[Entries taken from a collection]
[Start of Attachment]

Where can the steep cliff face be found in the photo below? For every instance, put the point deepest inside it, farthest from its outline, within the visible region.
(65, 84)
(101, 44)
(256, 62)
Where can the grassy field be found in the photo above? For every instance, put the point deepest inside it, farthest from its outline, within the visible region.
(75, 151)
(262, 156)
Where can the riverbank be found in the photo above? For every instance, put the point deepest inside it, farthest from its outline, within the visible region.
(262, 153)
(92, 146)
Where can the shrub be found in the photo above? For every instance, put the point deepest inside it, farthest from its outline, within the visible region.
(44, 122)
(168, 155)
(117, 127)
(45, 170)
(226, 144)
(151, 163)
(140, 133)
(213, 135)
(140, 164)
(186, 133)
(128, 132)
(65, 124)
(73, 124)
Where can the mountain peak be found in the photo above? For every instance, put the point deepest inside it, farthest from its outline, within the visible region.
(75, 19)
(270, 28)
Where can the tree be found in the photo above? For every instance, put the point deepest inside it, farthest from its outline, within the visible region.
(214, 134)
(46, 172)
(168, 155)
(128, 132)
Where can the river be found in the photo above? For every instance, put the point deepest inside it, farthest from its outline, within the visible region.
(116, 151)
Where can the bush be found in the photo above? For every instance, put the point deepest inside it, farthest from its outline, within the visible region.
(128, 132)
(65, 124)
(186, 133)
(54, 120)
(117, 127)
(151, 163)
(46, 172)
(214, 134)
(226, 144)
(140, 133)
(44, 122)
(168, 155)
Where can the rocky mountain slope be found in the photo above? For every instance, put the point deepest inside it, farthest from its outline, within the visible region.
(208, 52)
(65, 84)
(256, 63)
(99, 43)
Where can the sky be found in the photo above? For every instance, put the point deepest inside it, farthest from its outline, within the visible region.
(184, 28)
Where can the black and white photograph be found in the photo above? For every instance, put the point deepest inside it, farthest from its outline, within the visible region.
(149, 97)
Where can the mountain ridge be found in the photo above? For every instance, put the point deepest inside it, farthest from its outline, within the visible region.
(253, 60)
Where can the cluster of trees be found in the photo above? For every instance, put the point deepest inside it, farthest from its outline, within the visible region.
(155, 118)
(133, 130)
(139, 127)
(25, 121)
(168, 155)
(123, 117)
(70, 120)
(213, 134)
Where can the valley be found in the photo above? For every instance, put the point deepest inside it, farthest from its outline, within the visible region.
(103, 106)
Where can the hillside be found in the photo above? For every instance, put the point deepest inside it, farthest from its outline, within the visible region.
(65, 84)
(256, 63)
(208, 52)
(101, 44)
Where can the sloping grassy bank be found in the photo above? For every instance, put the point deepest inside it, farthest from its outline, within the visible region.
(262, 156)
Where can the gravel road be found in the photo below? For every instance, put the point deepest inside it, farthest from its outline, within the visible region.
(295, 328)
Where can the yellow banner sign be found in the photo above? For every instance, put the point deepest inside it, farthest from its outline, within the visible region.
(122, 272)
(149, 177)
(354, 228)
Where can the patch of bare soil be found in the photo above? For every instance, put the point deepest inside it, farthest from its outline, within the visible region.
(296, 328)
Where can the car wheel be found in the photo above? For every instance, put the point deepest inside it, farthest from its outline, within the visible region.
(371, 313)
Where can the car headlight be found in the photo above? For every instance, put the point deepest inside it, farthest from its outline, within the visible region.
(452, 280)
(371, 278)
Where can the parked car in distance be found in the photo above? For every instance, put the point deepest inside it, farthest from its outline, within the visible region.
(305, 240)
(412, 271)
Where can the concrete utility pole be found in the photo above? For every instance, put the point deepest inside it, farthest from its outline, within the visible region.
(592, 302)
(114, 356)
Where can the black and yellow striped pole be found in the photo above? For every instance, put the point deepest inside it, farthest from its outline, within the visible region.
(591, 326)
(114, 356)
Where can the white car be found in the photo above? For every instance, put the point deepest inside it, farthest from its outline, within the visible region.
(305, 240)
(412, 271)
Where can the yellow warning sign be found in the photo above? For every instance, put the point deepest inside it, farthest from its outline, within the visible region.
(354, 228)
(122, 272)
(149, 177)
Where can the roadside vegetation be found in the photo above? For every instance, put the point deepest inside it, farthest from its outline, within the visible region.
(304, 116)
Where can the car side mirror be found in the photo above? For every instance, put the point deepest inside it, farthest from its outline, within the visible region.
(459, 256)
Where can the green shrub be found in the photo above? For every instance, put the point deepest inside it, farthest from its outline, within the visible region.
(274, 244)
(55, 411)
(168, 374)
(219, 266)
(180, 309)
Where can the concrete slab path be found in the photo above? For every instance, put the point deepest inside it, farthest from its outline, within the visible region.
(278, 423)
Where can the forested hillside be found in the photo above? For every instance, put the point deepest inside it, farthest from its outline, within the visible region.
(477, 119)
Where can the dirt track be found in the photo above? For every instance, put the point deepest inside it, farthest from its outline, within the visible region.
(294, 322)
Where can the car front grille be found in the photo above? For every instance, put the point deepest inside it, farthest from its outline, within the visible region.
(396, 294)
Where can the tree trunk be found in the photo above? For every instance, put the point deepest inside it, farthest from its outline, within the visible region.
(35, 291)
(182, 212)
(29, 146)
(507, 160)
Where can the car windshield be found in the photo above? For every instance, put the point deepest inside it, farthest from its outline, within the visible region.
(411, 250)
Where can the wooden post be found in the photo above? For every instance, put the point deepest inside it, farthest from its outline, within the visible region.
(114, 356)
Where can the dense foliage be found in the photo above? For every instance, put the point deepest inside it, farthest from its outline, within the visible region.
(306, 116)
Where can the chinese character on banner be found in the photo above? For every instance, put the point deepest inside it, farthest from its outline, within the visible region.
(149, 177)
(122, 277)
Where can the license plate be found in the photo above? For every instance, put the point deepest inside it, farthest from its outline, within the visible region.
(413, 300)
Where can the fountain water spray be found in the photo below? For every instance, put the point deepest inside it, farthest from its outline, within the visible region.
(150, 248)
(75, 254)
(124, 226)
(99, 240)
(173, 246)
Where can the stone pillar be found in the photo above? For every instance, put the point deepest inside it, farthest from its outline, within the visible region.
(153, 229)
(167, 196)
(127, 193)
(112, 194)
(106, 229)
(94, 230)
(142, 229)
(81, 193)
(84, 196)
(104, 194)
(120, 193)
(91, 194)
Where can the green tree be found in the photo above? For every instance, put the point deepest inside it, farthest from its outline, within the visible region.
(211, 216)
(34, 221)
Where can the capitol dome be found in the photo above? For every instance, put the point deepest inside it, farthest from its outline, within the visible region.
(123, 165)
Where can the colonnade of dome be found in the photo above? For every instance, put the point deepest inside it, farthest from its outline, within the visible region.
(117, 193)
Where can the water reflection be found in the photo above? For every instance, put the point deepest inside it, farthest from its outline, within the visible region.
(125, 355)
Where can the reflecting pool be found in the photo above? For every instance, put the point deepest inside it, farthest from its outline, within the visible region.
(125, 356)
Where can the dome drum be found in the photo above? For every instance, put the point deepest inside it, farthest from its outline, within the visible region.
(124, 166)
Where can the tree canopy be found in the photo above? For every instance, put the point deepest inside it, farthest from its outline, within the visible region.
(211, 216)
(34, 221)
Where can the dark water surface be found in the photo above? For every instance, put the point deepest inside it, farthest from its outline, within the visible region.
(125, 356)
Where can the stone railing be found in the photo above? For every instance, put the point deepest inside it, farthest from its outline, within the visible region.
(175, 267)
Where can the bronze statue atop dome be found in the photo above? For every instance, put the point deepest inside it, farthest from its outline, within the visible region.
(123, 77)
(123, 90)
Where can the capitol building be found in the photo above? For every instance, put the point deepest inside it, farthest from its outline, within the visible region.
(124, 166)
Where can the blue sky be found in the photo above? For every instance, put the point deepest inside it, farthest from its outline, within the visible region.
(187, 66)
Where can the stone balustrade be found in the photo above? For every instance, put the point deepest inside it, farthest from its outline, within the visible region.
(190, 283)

[End of Attachment]

- [PROBLEM]:
Please copy the data in full, character for character.

- [RESULT OF THE EXERCISE]:
Where can the steep cliff face be found in the photo below? For every instance, put the point deepest inside it, farthest from its outline, within the visible region.
(65, 84)
(101, 44)
(256, 62)
Where can the grassy field be found in the photo above? For every instance, put the point deepest inside it, farthest from its outline, within the visible region.
(75, 151)
(262, 156)
Where can the riverbank be found in the photo above? For every instance, put the point deepest inside it, farthest from its outline, within the visible region.
(262, 153)
(92, 146)
Where can the shrub be found in the photo above? For every instance, put the point deepest inside it, farthest from its outline, within the visible region.
(44, 122)
(168, 155)
(117, 127)
(45, 170)
(226, 144)
(151, 163)
(140, 133)
(213, 135)
(140, 164)
(186, 133)
(128, 132)
(65, 124)
(73, 124)
Where can the mountain peak be found in the photo above? For every instance, put the point deepest inside it, farthest from its outline, within the visible region.
(75, 19)
(270, 28)
Where can the tree be found in the photo above? For every instance, put the point deepest inside it, farthest from its outline, within the visible region.
(214, 134)
(46, 172)
(168, 155)
(128, 132)
Where can the river be found in the photo above? For every instance, put the point deepest inside it, farthest from its outline, within the visible region.
(116, 151)
Where can the bush be found in the photo above? For every instance, put the point deepest inside it, farthest from its outline, within the visible region.
(128, 132)
(65, 124)
(186, 133)
(54, 120)
(117, 127)
(151, 163)
(46, 172)
(214, 134)
(226, 144)
(140, 133)
(44, 122)
(168, 155)
Where can the rocky mountain slope be found in the photo above? For every instance, put the point deepest inside it, farthest from its outline, within the visible region.
(208, 52)
(65, 84)
(256, 63)
(99, 43)
Where can the sky be found in the photo above? For every instance, put the point deepest inside it, farthest from its outline, within the visible region.
(184, 28)
Where can the black and white photograph be found in the photo above? For every instance, put the point deepest inside it, farthest from its outline, within the visible region.
(149, 97)
Where can the mountain ridge be found in the photo above? For every instance, put the point deepest inside it, farthest from its outline, within the visible region.
(253, 60)
Where can the cluster of trees be found in the photo above? For every instance, put the point deepest inside it, farthest from its outline, within the visible region.
(155, 118)
(133, 130)
(139, 127)
(25, 121)
(168, 155)
(123, 117)
(70, 120)
(213, 134)
Where can the valley be found in the photo above? For every instance, put the point deepest inside it, farthest from its outline, within the visible region.
(103, 106)
Where can the hillside be found in the photo above? For every instance, put the point deepest inside it, farthest from its outline, within the visible region.
(65, 84)
(256, 63)
(208, 52)
(101, 44)
Where can the sloping grassy bank be found in the photo above? For every instance, put the point deepest inside it, farthest from its outline, within the visible region.
(262, 156)
Where can the gravel road be found in the photo below? For every instance, put the point deepest inside it, farthest from its outline, within the visible region.
(295, 328)
Where can the yellow banner sign be found in the photo above? For every instance, put the point deepest inside it, farthest from its outline, within the visible region.
(122, 272)
(149, 177)
(354, 228)
Where can the patch of bare soil be found in the photo above? For every instance, put the point deepest inside it, farthest from its outline, within the visible region.
(296, 328)
Where can the car wheel be found in the photo above? For every instance, put the point deepest inside it, farthest from its outline, within the visible region.
(371, 313)
Where can the car headlight be found in the photo above? For every instance, put the point deepest inside it, farthest from its outline, within the visible region.
(452, 280)
(371, 278)
Where can the parked car in distance be found in the photo above? For every instance, put the point deepest inside it, farthest from its outline, within the visible region.
(305, 240)
(412, 271)
Where can the concrete utility pole be found in the photo above? For every instance, put the point deepest inside it, farthest from its outline, within the visible region.
(592, 302)
(114, 356)
Where can the black and yellow striped pole be found in the photo above? For every instance, put the point deepest inside it, farthest from its outline, within the visible region.
(591, 326)
(114, 356)
Where can the white car be found in the photo above? For every instance, put the point deepest inside it, farthest from its outline, within the visible region.
(305, 240)
(412, 271)
Where can the yellow warning sign be found in the photo above? For every instance, put the point deepest inside it, farthest from its outline, within the visible region.
(354, 228)
(122, 272)
(149, 177)
Where can the roadside vegetation be found in the photo above? For every instance, put the point deepest inside it, farthest from its outline, within the visible region.
(304, 116)
Where can the car side mirror be found in the photo above? For every instance, put the point deepest inside it, farthest from its outline, within the visible region.
(459, 256)
Where can the green shrub be found in the photo above? For every instance, put the point deepest inside it, farthest from its outline, within the visible region.
(274, 244)
(55, 411)
(168, 374)
(219, 266)
(180, 309)
Where can the concrete slab path be found in the photo above? For every instance, put the point deepest inside it, farthest from its outline, within the visible region.
(278, 423)
Where can the forested hillside be found in the photo above? For every instance, put the point deepest inside it, farthest from its outline, within the visible region.
(477, 119)
Where can the dirt track be found in the photo above? For every instance, put the point deepest inside it, farthest from its outline, within the visible region.
(294, 322)
Where can the car front grille be found in the photo above? For every instance, put the point deepest inside it, farthest from its outline, within the visible region.
(396, 294)
Where can the tree trunk be found in the photo above? For every instance, put the point deepest inside it, farthest from its outline, within the visible region.
(35, 291)
(182, 212)
(29, 146)
(507, 160)
Where can the car windshield be found in the photo above? For every instance, put the point deepest inside it, farthest from its outline, within the visible region.
(411, 250)
Where can the wooden post be found in the photo above? For every instance, put the point deepest inside it, farthest from its outline, within the visible region.
(114, 356)
Where can the dense foliage be found in the photo above? For every instance, put the point deepest inside it, farthest from its outline, within the visible region.
(306, 116)
Where can the chinese character on banner be found in the photo above? For every instance, put the point deepest inside it, farthest from its outline, within the visible region.
(149, 177)
(122, 277)
Where can the license plate be found in the photo above? For every instance, put the point deepest inside it, farthest from its outline, within the visible region.
(413, 300)
Where can the fountain water spray be found in the photo below? For every instance, put the point deepest inside it, farthest from its outline, within the visible region.
(150, 248)
(75, 254)
(124, 226)
(99, 240)
(173, 246)
Where can the stone pillar be found in the photo above? For every instance, put the point deepest inside it, farthest from its outline, within the visible region.
(153, 229)
(167, 196)
(127, 193)
(112, 194)
(106, 229)
(94, 230)
(142, 229)
(81, 193)
(84, 196)
(104, 194)
(120, 193)
(91, 194)
Where can the green tree be found in the photo above? For every instance, put the point deepest inside it, farthest from its outline, within the visible region.
(211, 216)
(34, 221)
Where can the capitol dome be found in the photo above? For every instance, put the point deepest inside it, farthest from its outline, within the visible region.
(123, 165)
Where can the colonnade of dome be found in the photo above? For every instance, put the point deepest inside it, farthest from its outline, within the visible region.
(117, 193)
Where can the water reflection be found in the photo above? For every instance, put the point deepest inside it, farthest from its outline, within the visible region.
(125, 355)
Where can the reflecting pool be found in the photo above? For every instance, put the point deepest inside it, farthest from its outline, within the visible region.
(125, 356)
Where can the dome drum be found in the photo above? For every instance, put the point deepest inside it, farthest from its outline, within the visible region.
(124, 166)
Where can the tree canopy be found in the photo above? For every instance, put the point deepest inside it, farthest from its outline, within the visible region.
(211, 216)
(34, 221)
Where can the dark water surface be found in the photo above? For every instance, put the point deepest inside it, farthest from its outline, within the visible region.
(125, 356)
Where can the stone railing be found in the photo above? For every instance, put the point deepest inside it, farthest from its outline, within the visible region.
(175, 267)
Where can the bronze statue atop dome be found in the photo above? For every instance, put the point deepest inside it, farthest from its outline, within the visible region.
(123, 77)
(123, 90)
Where can the capitol building be found in the photo above? For every instance, put the point deepest inside it, farthest from its outline, within the visible region.
(124, 166)
Where can the blue sky be found in the photo above? For every instance, put the point deepest inside it, farthest from its outline, within the visible region.
(187, 66)
Where can the stone balustrade be found in the photo above? For every instance, put the point deepest inside it, farthest from its outline, within the visible region.
(190, 283)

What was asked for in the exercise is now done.